**Текст для чтения**

# Вопросы-ответы > Вопросы к Е.М. Патита Паване прабху >  Коллекция вопросов: Мы же не фанаты и не сентименталисты? --наша одежда--

## Maral Alim

Может быть мы принимаем объяснение что Кришна всему причина и просто повторяй Святые Имена.
Но в момент проповеди мы должны ответить так чтобы объяснит людям что наша философия основана на прочной науке.
Поэтому ест куча вопросов с которыми я должна Вас по беспокоить отняв у Вас времени.

1. научное объяснение, почему мы именно надеваем сари и дхоти?  Когда то слышала что сшитая вещь разрушает какие то потоки энергии с Высших планет. Так ли это? И еще в лекции Лалана Матаджи говорила по поводу узоров на ткани связаны с разрушением тех поток, исключая каких-то спец традиционных 
  узор в виде слона или манго…   
хотя можно подумать, а может прошлые времена просто не тратили время для шитья но если так то что стоит узоры? На них же еще больше сил уходит.

**Задание**
Перепишите слово в слово фрагмент текста об одежде, начиная со слов «## Maral Alim» и далее вплоть до слов «больше сил уходит.». Позиции ниже — отдельный материал, с текстом не связанный.

Записи с разметкой границ:
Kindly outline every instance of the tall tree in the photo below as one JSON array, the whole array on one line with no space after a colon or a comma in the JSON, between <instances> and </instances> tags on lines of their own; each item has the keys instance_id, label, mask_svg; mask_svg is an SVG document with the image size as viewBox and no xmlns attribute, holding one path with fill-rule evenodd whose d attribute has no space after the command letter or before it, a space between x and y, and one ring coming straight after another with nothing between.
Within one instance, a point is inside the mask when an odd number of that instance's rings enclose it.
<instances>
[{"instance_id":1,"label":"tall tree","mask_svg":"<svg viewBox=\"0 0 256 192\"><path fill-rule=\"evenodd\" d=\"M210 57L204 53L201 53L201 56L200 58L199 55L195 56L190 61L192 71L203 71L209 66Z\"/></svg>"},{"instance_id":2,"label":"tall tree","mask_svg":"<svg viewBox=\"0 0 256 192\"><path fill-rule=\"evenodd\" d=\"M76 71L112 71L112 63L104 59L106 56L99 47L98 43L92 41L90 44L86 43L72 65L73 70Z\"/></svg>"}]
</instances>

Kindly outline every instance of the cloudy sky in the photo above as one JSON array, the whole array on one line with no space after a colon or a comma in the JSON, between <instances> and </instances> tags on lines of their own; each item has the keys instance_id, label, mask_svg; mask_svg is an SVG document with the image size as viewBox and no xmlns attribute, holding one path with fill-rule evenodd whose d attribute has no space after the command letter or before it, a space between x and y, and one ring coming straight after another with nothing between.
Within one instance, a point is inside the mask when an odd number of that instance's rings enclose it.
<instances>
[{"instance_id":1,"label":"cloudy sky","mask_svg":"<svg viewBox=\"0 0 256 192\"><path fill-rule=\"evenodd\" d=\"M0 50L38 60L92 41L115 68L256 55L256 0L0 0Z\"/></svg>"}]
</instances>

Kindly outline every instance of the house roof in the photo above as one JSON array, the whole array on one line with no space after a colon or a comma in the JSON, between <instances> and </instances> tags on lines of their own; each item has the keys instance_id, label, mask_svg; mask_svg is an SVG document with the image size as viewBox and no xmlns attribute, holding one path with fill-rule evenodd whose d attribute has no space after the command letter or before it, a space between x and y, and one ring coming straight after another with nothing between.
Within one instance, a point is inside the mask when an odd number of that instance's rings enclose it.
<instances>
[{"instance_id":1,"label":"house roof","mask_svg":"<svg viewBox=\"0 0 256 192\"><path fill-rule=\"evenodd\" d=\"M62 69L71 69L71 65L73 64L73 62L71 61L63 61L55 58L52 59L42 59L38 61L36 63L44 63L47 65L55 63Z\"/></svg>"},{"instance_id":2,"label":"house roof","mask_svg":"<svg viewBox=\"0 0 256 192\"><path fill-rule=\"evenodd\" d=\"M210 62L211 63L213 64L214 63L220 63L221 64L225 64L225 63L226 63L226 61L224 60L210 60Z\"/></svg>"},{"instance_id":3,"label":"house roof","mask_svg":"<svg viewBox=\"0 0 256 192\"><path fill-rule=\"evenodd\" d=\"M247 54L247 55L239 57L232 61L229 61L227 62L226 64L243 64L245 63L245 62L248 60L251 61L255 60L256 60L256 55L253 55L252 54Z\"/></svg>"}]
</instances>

**Ответ к заданию**
## Maral Alim

Может быть мы принимаем объяснение что Кришна всему причина и просто повторяй Святые Имена.
Но в момент проповеди мы должны ответить так чтобы объяснит людям что наша философия основана на прочной науке.
Поэтому ест куча вопросов с которыми я должна Вас по беспокоить отняв у Вас времени.

1. научное объяснение, почему мы именно надеваем сари и дхоти?  Когда то слышала что сшитая вещь разрушает какие то потоки энергии с Высших планет. Так ли это? И еще в лекции Лалана Матаджи говорила по поводу узоров на ткани связаны с разрушением тех поток, исключая каких-то спец традиционных 
  узор в виде слона или манго…   
хотя можно подумать, а может прошлые времена просто не тратили время для шитья но если так то что стоит узоры? На них же еще больше сил уходит.